Data in this exercise:
··········

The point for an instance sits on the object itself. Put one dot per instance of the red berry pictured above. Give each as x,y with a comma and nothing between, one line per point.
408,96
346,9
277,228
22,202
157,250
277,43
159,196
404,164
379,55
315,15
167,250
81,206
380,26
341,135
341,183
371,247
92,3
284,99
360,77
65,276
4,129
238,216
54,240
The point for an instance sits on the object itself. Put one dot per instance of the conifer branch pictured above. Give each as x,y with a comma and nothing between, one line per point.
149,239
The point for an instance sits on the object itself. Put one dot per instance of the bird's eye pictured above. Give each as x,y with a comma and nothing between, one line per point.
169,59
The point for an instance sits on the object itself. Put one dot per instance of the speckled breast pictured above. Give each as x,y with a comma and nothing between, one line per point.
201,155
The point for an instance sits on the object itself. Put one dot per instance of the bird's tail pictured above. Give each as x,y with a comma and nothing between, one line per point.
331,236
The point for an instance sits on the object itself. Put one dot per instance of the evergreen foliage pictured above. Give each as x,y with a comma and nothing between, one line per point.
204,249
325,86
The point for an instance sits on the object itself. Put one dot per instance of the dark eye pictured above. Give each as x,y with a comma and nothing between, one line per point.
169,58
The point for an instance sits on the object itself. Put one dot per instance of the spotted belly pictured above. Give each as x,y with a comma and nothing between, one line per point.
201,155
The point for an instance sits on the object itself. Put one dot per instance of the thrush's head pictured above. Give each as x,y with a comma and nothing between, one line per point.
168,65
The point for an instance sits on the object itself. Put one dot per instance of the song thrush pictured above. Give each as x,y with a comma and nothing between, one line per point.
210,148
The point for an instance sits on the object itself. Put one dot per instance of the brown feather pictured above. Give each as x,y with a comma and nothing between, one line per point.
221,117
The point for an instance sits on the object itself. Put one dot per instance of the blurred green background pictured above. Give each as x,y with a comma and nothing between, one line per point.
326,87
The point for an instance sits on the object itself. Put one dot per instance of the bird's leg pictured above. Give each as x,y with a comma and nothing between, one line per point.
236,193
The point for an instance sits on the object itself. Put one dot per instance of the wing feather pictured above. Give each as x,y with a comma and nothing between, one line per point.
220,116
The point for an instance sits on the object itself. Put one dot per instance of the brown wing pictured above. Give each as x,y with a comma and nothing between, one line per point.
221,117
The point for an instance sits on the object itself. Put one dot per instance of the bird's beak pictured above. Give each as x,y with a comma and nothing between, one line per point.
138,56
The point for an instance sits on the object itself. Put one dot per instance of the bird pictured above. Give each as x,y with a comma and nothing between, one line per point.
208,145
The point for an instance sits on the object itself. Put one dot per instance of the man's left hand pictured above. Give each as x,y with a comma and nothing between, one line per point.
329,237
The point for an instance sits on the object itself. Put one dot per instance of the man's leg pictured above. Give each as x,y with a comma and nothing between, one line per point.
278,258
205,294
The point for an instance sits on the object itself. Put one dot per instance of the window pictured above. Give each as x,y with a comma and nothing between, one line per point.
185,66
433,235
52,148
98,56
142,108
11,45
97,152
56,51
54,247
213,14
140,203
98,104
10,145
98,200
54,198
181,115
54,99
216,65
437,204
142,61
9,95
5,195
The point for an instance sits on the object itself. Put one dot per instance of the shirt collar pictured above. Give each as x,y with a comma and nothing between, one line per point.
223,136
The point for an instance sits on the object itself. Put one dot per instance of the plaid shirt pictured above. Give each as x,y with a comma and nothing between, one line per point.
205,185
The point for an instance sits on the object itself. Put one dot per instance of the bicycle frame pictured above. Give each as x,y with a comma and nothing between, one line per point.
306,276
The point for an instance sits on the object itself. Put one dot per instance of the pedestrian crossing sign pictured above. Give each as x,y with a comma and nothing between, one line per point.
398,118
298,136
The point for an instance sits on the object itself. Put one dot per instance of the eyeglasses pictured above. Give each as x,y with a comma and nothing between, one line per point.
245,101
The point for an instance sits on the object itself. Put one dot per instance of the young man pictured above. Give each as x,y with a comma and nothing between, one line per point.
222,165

··········

Exercise directions: All of the material above should be repeated word for word.

Exercise answer:
The point for an instance sits on the object itself. Put one dot per instance of the red berry pictured above. Give each as x,y with a comma and nothing between, one line per point.
408,96
346,9
277,228
22,202
157,250
277,43
159,196
404,164
379,55
315,15
167,250
81,206
380,26
341,135
341,183
371,247
92,3
284,99
360,77
65,276
4,129
238,216
54,240
The point for an instance sits on the object itself. Put one dot per instance of the conifer branch pictured above. Give each as x,y with a comma and nothing between, one line per point.
149,239
The point for an instance sits on the object itself. Put one dot per instance of the bird's eye pictured above. Give each as x,y with a comma and nothing between, one line per point.
169,59
The point for an instance sits on the object itself. Put one dot per instance of the speckled breast pictured above. Give each as x,y with a comma and nothing between, one line per point.
201,155
The point for an instance sits on the object itself. Put one dot per instance of the bird's tail pictured above. Give each as x,y with a comma and nothing between, one line per point.
331,236
The point for an instance sits on the object itself. Put one dot per instance of the evergreen foliage pictured above. Give each as x,y with a comma and nothing between, one line per point.
204,249
325,86
The point for an instance sits on the object itself. Put one dot per instance of the dark eye pictured above. Give each as x,y with a comma and nothing between, one line per point.
169,58
The point for an instance sits on the object itself. Put one dot per instance of the spotted belly pictured above. Give each as x,y with a comma and nothing between, one line per point.
201,155
The point for an instance sits on the object itself. Put one dot per instance of the thrush's head pictured above. Give each as x,y with a comma and nothing between, one line per point.
168,65
The point for an instance sits on the object itself. Put one dot per instance of the song thrush pictured above. Give each as x,y with a comma and nothing between, one line per point.
210,148
The point for an instance sits on the object itself. Put one dot per instance of the brown feather pictured above. Give each as x,y with a comma and nothing between, one line per point.
221,117
The point for an instance sits on the object itself. Put one dot per instance of the blurred green background pictured above. Give each as x,y with a comma and nothing between, one line per point.
326,87
The point for an instance sits on the object itself. Put one dot per instance of the bird's leg pictured above. Give each as x,y with a comma and nothing between, one line per point.
236,193
The point for an instance sits on the object itself. Put one dot per instance of the wing feather pictured above. Give each as x,y with a comma and nothing between, one line per point.
220,116
The point for an instance sits on the object itself. Put one dot per instance of the brown wing pictured above. Give each as x,y with a comma and nothing between, one line per point.
221,117
The point for an instance sits on the object itself. Put one dot per instance of the bird's beak pictured above. Give each as x,y with a comma and nothing between, one line per point.
138,56
The point for an instance sits on the object itself. Put one dot per instance of the bird pictured above. Give each as x,y with a comma and nothing between, one line per point.
208,145
The point for an instance sits on the object itself. Put one dot per instance of the man's left hand pictured above. Give each as x,y with a comma and nothing between, one line per point.
329,237
The point for an instance sits on the object itself. Put one dot per instance of the man's leg pictured above. Give each as x,y with a comma and nothing between, one line per point.
278,258
205,294
The point for an instance sits on the object itself. Put one dot per instance of the window pictured above. Give each as x,y with a comma and nothing between, one line per point.
185,66
433,235
52,148
98,56
142,108
11,45
97,152
56,51
54,247
213,14
140,203
98,104
10,145
98,200
54,198
181,115
54,99
216,65
437,204
142,61
9,95
5,195
The point for an instance sits on the object itself. Put one dot per instance of the shirt collar pictured above. Give each as x,y with a comma and nothing between, one line per point.
223,136
The point for an instance sits on the object itself. Put one dot per instance of the plaid shirt pictured above. Give each as x,y with a comma and nothing between, one line per point.
205,185
The point for an instance sits on the object itself. Put one dot per instance of the bicycle frame pictured above. Give each as x,y with a comma and nothing between, one line per point.
306,276
The point for an instance sits on the object itself. Put one dot per instance of the pedestrian crossing sign pictured above. Give each as x,y with a comma and nothing between, one line per point.
398,118
298,136
The point for an instance sits on the object itself. Put one dot per instance of the eyeglasses pictured above. Give each as x,y with a comma and nothing between, one line per point.
245,101
The point for an instance sits on the object itself. Put one dot per instance of the young man pictured above. Give each as x,y with a comma and nothing between, one line per point.
222,165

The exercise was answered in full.